**INPUT MATERIAL:**
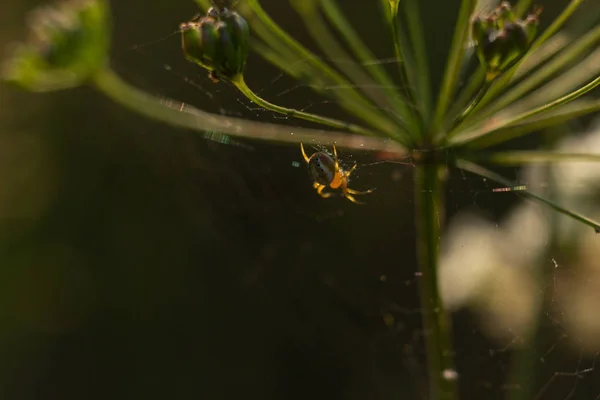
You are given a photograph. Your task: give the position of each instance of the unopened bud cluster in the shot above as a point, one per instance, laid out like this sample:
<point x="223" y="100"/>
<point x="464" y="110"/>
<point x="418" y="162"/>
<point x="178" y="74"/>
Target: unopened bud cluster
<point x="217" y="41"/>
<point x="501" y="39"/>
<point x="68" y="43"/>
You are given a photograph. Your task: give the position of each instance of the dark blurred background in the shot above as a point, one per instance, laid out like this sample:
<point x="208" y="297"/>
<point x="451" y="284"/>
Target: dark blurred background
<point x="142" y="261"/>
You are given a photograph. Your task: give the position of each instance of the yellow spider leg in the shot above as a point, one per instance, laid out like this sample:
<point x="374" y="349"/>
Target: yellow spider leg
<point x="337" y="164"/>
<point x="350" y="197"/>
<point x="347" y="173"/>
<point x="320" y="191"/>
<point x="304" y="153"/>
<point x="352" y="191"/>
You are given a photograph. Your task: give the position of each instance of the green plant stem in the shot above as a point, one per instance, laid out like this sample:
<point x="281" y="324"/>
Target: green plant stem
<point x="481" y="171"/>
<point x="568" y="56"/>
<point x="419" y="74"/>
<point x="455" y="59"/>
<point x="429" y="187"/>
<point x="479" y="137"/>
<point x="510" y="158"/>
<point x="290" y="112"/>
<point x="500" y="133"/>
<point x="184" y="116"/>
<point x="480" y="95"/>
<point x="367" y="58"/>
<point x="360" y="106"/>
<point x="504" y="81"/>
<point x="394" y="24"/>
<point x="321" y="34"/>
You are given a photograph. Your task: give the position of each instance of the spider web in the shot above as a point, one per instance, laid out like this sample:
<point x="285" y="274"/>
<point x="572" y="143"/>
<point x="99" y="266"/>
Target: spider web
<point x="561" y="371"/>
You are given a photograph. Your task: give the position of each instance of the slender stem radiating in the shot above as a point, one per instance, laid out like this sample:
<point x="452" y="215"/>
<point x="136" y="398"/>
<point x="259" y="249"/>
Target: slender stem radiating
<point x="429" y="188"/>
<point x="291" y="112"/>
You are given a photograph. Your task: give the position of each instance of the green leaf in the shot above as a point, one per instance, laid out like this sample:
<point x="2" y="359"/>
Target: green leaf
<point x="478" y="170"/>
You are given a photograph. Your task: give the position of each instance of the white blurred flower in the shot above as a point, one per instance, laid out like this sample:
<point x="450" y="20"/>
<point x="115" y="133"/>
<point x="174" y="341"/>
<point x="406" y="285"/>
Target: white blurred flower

==

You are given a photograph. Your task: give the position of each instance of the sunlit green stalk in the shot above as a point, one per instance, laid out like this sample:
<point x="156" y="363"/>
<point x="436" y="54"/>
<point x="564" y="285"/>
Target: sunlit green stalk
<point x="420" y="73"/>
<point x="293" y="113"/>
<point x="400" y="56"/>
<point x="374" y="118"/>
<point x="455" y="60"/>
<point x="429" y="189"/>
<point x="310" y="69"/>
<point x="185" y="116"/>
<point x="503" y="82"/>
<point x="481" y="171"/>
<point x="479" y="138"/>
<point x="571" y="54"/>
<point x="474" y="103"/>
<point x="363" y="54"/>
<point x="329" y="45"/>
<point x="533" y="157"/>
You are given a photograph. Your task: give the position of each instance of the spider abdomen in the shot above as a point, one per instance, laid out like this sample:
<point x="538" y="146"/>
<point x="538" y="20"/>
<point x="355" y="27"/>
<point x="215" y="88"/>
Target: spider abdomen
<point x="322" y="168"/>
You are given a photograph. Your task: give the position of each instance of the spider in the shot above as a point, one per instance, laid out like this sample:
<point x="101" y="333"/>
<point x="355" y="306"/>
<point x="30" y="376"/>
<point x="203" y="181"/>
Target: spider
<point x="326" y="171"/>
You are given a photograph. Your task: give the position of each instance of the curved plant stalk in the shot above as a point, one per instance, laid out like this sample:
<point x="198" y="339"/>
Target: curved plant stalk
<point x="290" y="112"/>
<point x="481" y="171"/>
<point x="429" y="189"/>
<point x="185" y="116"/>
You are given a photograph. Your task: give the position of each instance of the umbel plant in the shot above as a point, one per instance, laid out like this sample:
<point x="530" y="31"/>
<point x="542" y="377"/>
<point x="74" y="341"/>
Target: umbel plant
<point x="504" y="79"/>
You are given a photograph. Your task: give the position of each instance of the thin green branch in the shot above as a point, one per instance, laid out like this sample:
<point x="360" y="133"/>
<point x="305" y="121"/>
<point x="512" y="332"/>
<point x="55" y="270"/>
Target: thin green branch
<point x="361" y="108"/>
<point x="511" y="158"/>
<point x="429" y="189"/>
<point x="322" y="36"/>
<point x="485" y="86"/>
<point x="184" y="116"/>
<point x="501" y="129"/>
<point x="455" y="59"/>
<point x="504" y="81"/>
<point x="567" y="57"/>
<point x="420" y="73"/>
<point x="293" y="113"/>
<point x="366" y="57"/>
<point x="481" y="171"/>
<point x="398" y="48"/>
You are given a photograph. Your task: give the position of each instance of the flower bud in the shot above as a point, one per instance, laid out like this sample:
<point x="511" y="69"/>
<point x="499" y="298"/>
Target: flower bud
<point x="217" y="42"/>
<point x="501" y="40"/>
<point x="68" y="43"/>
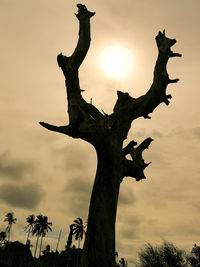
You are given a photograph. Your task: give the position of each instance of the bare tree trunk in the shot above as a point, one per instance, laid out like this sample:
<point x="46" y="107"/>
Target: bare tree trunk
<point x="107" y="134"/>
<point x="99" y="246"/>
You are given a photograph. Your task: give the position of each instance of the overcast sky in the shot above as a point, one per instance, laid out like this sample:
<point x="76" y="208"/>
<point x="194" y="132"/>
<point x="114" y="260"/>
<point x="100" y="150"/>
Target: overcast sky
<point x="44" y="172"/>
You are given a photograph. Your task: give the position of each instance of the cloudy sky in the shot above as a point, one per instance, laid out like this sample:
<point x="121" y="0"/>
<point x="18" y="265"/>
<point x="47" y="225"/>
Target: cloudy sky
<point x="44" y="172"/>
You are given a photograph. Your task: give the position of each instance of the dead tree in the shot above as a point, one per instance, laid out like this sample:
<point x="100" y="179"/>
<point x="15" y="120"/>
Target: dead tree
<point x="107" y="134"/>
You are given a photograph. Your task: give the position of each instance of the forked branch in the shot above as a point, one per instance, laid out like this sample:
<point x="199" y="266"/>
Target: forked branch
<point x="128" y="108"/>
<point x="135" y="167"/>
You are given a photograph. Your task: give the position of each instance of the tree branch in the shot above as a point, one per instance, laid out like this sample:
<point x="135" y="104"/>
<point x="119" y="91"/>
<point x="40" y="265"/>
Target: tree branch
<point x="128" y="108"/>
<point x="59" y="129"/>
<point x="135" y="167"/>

...

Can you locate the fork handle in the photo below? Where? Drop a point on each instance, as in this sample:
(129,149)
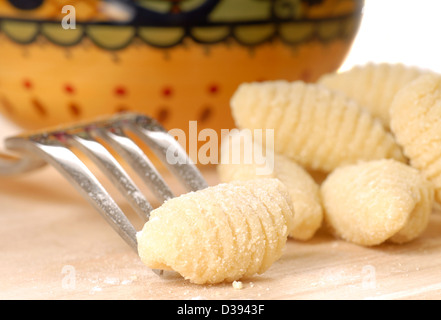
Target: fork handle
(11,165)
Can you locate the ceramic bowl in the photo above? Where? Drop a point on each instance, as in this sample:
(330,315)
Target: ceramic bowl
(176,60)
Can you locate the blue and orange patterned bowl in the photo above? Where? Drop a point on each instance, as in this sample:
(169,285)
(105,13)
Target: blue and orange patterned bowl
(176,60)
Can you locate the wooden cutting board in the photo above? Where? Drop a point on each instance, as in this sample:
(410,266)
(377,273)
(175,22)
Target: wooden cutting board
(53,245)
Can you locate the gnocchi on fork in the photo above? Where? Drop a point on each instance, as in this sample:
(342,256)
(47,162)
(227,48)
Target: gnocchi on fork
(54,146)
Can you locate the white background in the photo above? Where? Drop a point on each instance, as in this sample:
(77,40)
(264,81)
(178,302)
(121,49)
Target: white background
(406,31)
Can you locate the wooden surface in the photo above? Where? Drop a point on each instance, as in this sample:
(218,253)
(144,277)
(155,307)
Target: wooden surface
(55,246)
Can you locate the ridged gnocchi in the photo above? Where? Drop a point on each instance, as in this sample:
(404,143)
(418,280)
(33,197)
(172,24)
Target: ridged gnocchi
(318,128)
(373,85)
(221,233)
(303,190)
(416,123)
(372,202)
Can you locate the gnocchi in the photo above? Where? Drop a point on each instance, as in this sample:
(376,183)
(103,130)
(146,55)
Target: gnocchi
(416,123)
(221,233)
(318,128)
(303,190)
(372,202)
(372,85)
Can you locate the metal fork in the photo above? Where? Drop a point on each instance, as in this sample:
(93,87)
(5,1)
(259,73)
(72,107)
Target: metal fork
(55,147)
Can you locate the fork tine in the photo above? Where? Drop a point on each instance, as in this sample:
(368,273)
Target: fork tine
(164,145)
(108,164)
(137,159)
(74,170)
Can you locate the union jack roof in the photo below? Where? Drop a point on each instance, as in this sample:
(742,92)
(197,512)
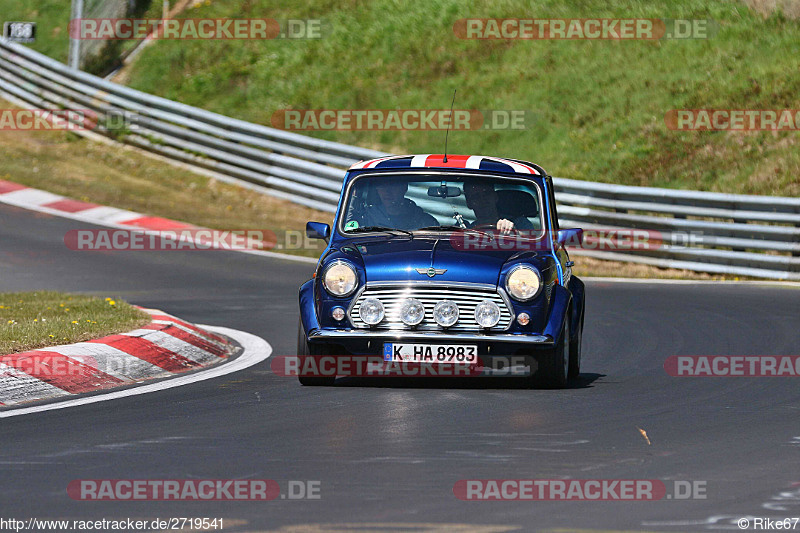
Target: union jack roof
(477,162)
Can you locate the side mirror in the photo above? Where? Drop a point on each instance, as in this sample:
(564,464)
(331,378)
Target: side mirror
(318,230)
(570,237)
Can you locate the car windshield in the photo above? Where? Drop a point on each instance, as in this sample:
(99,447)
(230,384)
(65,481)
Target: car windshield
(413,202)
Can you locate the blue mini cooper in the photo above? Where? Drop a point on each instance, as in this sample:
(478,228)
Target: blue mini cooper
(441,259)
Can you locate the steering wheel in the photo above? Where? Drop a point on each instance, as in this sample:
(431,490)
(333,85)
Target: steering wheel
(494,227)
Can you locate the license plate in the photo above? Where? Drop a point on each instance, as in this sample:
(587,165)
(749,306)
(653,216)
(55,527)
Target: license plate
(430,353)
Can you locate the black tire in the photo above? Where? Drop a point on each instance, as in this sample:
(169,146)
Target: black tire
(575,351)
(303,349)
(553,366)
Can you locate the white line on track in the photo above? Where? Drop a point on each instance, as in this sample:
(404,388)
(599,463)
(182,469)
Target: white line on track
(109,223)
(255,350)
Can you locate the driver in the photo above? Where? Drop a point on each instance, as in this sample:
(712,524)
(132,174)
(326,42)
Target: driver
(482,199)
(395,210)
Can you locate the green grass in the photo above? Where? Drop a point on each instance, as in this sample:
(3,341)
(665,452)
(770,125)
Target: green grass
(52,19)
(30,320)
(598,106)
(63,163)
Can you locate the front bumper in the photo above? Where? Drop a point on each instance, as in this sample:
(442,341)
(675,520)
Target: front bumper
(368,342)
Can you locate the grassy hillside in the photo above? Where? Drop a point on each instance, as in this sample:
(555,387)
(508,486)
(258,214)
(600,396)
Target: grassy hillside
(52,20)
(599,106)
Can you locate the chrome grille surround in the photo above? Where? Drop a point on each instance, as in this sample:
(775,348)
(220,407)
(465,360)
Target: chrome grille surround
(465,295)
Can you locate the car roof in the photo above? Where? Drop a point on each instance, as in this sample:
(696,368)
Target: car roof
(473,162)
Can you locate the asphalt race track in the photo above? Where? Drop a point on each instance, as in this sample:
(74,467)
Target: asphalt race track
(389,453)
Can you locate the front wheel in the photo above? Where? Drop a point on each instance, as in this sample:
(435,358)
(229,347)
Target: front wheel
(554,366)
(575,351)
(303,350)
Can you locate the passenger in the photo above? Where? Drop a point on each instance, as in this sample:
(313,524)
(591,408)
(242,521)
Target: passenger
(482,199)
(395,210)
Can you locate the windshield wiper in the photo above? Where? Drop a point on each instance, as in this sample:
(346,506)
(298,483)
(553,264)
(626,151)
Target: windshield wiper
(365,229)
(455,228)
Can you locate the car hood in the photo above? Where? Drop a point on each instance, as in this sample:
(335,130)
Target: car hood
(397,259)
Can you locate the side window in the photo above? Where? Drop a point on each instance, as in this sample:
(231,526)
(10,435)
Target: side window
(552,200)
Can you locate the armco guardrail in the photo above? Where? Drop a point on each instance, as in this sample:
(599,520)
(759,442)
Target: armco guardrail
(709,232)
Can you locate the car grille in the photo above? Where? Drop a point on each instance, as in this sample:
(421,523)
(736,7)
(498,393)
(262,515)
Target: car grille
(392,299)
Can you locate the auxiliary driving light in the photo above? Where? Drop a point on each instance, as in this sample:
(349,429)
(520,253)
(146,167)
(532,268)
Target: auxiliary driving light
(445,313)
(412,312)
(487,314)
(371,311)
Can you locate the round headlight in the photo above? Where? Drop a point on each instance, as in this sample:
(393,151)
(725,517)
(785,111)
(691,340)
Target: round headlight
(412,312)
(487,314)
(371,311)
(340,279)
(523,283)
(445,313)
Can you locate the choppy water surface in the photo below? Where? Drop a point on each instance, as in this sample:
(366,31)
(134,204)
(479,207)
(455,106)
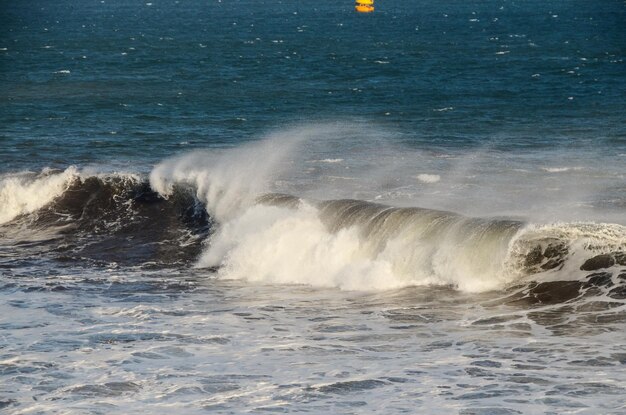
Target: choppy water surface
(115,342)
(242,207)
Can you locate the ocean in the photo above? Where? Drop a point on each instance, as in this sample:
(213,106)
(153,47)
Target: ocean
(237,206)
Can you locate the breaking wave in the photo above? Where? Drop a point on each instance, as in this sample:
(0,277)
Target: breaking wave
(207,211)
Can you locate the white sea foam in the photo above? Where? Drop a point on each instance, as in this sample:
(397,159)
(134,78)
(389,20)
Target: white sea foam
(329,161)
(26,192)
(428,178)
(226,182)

**PROBLEM:** Show every line from the items above that contains the word "ocean", copying each one in full.

**THE RESPONSE:**
Can you locate the ocean in the photo above? Where? Drop a point on each instance, as in this sample:
Target: ocean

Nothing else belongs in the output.